I spent my late teens and early 20s – more than six years – in discipleship ministry to young people. They were mostly refugees from Africa, racial minorities, and Aboriginals and Torres Strait Islanders. I poured everything I had into these kids. I was privileged to know them better than most.
Me, the whitest guy on the planet, and these young people shared our lives. This really was my life.
So it’s been difficult to stomach the avalanche of accusations off the back of my social media commentary these past few days. Accusations that I’ve never listened to minorities, or worse, that I don’t care. To those accusers, forgive me a moment of raw honesty: you have no idea to whom you are talking when you make those allegations. When I write this stuff, I have the black and brown faces of people I love and still pray for most days in my mind’s eye.
This is the reason I hate the victim narrative. I have seen its destruction. Up close and personal. I have felt it. I have been brought to tears over it. I have worked in the middle of it. It immiserates all whom it touches.
I saw the cultural Marxist dogma infect the minds of kids and make them fall into an entrapment of resentment and anger. I saw its overwhelming tendency to paralyse into hopelessness; to make them stop trying, to give up, to fall back.
I saw promising young men and women going from strength to strength, improving their grades, winning awards, desiring a better life. Then, I saw them go to high school or university and hear the voices of their Marxist educators. It sapped the lifeblood, the energy, and the purpose right out of them.
And it made them angry.
I saw it destroy families, too. It took away the will of parents to break their drug habit, to pursue their wayward children, or even try to get beyond Centrelink because they believed that this was their destiny as victims of society. It’s a tragedy that keeps you up at night.

WORK REQUEST 1
List the groups that the passage says the young people in the discipleship ministry mostly came from.
WORK REQUEST 2
Print the part of the passage between "So it’s been" and "my mind’s eye.", inclusive, with no changes.
The lines after this point can be disregarded.

RECORDED INFORMATION
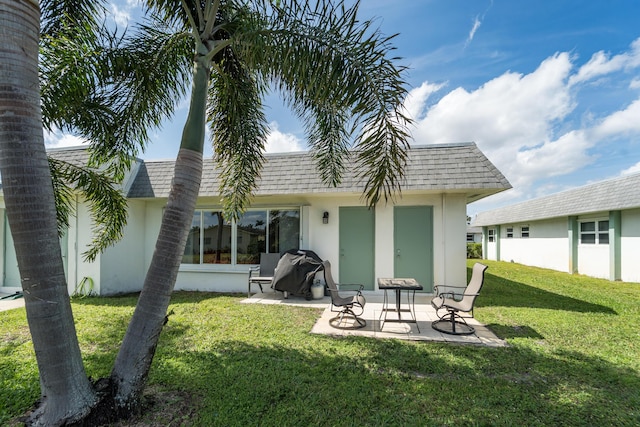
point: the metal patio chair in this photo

RESULT 1
- refugees from Africa
- racial minorities
- Aboriginals and Torres Strait Islanders

RESULT 2
So it’s been difficult to stomach the avalanche of accusations off the back of my social media commentary these past few days. Accusations that I’ve never listened to minorities, or worse, that I don’t care. To those accusers, forgive me a moment of raw honesty: you have no idea to whom you are talking when you make those allegations. When I write this stuff, I have the black and brown faces of people I love and still pray for most days in my mind’s eye.